However, Cohen cautioned, “We are urging members of the Jewish community in the United States to remain aware of their surroundings.”

Additionally, the release noted, the FBI continues to warn of Iranian and Hezbollah terror cells targeting travelers outside the United States and calls for vigilance while abroad.

US President Barack Obama continued his outreach concerning the bus bombing on Friday with a call to Bulgarian Prime Minister Boiko Borissov.

Obama expressed his condolences for the victims, which included five Israeli tourists and their driver, a Bulgarian national.

He also condemned the “barbaric attack,” according to a White House statement, and expressed support for the ongoing investigation, sentiments he conveyed to Prime Minister Binyamin Netanyahu during their phone conversation on Wednesday.

In addition, the leaders discussed “the strong partnership and excellent counterterrorism cooperation between the United States and Bulgaria,” according to the statement. Obama also praised Bulgaria’s “important contributions” to NATO.

:: Stored data entries ::
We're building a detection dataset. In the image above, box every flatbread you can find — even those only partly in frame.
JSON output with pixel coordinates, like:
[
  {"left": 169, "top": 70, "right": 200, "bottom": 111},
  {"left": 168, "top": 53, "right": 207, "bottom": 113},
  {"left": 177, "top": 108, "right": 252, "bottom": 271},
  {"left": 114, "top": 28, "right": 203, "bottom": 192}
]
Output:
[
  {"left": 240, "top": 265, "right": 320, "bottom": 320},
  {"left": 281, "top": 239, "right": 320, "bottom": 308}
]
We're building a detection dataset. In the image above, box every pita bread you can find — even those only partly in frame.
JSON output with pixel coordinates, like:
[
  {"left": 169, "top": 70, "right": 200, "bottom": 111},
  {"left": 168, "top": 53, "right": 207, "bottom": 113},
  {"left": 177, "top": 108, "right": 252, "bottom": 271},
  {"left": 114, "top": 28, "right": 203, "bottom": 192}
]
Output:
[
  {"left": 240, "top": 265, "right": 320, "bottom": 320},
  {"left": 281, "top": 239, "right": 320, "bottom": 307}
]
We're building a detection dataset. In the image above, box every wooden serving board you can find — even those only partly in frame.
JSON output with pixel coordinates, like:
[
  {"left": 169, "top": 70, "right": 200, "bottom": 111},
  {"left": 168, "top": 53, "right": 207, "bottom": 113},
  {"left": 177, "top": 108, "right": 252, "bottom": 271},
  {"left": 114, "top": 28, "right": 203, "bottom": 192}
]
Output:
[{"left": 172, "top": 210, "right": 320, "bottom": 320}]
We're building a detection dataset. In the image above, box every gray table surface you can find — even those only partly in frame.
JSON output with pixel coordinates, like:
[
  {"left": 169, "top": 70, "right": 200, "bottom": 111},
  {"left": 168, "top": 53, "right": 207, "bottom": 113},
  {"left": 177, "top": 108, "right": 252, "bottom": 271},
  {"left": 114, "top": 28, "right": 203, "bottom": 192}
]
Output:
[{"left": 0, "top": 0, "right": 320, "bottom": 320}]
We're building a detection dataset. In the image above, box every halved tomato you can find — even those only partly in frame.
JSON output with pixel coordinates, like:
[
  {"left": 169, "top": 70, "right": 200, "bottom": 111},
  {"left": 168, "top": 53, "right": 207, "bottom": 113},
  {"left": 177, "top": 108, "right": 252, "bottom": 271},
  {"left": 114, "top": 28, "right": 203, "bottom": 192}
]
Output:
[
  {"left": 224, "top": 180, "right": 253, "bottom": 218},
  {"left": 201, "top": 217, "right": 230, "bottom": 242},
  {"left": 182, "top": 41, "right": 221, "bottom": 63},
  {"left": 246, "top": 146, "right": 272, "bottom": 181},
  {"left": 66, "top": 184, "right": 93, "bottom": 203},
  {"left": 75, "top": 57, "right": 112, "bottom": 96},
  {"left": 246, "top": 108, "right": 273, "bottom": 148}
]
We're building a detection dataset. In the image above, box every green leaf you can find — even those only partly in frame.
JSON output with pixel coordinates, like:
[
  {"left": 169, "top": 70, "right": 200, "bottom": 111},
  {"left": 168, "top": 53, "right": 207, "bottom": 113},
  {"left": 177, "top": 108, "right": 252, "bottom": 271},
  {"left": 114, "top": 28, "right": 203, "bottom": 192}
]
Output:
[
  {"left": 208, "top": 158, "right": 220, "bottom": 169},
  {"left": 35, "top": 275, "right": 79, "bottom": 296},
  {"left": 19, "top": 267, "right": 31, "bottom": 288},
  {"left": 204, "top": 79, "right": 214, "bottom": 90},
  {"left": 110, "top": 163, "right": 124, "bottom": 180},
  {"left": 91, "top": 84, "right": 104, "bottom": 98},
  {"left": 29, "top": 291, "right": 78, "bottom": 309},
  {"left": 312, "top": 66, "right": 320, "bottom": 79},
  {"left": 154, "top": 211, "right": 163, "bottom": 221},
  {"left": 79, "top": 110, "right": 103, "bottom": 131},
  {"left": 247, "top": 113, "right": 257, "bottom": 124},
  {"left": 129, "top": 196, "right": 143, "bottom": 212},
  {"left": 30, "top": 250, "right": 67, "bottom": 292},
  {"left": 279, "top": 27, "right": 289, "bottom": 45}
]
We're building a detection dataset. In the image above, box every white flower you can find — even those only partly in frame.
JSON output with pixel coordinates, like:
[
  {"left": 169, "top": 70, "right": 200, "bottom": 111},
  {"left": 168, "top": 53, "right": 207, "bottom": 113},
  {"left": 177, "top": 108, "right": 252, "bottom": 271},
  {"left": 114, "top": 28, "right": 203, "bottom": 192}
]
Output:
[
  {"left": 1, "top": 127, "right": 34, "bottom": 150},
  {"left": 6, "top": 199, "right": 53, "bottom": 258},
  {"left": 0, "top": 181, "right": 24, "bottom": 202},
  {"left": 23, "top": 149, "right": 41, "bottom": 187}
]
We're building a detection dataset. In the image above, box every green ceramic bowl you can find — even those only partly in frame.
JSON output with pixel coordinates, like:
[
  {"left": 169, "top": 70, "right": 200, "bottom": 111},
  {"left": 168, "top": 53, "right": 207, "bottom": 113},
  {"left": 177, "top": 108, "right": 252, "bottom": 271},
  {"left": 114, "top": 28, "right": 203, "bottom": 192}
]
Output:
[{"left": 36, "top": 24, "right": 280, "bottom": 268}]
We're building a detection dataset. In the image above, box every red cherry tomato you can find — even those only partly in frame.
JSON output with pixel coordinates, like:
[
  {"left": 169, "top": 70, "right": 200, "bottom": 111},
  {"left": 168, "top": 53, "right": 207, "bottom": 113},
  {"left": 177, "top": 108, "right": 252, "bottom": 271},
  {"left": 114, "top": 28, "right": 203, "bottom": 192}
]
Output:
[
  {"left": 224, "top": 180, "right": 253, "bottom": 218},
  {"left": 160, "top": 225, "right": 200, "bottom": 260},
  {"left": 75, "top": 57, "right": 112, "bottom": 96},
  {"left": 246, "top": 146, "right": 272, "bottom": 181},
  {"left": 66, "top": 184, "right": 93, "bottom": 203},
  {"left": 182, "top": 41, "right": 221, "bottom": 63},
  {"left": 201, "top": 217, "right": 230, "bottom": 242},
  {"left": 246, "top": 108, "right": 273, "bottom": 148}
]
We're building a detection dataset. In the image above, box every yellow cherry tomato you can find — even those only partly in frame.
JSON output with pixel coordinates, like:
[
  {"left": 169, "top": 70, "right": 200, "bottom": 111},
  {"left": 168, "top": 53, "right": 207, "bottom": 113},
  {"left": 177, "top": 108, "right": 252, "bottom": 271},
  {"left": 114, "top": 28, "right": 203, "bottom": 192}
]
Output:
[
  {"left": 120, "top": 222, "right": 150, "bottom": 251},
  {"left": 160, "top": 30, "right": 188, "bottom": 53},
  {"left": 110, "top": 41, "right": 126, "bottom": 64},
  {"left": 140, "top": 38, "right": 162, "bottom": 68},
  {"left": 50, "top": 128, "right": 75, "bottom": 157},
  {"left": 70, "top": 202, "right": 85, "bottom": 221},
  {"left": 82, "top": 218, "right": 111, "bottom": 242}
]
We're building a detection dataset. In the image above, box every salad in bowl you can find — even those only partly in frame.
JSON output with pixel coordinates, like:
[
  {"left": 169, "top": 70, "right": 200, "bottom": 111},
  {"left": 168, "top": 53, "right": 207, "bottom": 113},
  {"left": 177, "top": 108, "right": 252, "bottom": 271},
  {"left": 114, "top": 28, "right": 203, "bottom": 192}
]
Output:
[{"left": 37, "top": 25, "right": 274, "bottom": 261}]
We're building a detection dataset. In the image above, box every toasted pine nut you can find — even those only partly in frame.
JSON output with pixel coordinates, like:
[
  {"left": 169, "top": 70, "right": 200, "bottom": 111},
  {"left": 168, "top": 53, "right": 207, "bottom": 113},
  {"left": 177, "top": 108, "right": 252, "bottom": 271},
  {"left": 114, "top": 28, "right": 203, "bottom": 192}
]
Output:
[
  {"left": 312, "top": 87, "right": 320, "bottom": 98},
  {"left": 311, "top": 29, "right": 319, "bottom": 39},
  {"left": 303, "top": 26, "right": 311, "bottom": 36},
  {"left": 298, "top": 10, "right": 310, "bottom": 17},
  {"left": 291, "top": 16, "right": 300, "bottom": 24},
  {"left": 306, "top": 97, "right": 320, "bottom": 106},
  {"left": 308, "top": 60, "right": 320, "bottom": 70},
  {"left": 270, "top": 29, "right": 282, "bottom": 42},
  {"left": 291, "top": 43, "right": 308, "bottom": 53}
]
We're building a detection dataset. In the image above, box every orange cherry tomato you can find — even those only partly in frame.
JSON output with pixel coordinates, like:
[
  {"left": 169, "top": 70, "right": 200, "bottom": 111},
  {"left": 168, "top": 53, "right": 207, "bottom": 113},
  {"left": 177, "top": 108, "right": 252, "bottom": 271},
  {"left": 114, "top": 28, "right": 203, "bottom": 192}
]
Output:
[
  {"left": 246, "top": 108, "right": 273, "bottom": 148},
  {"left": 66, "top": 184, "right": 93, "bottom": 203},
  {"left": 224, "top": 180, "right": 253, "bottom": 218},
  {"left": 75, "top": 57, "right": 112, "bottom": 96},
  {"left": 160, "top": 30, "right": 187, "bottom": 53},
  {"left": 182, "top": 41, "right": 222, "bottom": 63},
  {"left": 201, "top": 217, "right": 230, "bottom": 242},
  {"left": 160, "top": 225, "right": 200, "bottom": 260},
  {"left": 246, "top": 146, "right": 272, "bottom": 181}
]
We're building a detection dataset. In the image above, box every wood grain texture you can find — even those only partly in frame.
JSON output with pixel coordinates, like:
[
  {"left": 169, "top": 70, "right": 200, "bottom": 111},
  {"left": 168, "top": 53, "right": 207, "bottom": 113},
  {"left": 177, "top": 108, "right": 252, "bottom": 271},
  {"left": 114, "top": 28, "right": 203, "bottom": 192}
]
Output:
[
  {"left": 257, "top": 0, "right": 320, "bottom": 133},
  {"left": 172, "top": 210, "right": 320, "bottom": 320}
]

:: Exercise directions ::
Copy out the entire passage above about the Bulgaria bus bombing, word for word.

:: Result ::
However, Cohen cautioned, “We are urging members of the Jewish community in the United States to remain aware of their surroundings.”

Additionally, the release noted, the FBI continues to warn of Iranian and Hezbollah terror cells targeting travelers outside the United States and calls for vigilance while abroad.

US President Barack Obama continued his outreach concerning the bus bombing on Friday with a call to Bulgarian Prime Minister Boiko Borissov.

Obama expressed his condolences for the victims, which included five Israeli tourists and their driver, a Bulgarian national.

He also condemned the “barbaric attack,” according to a White House statement, and expressed support for the ongoing investigation, sentiments he conveyed to Prime Minister Binyamin Netanyahu during their phone conversation on Wednesday.

In addition, the leaders discussed “the strong partnership and excellent counterterrorism cooperation between the United States and Bulgaria,” according to the statement. Obama also praised Bulgaria’s “important contributions” to NATO.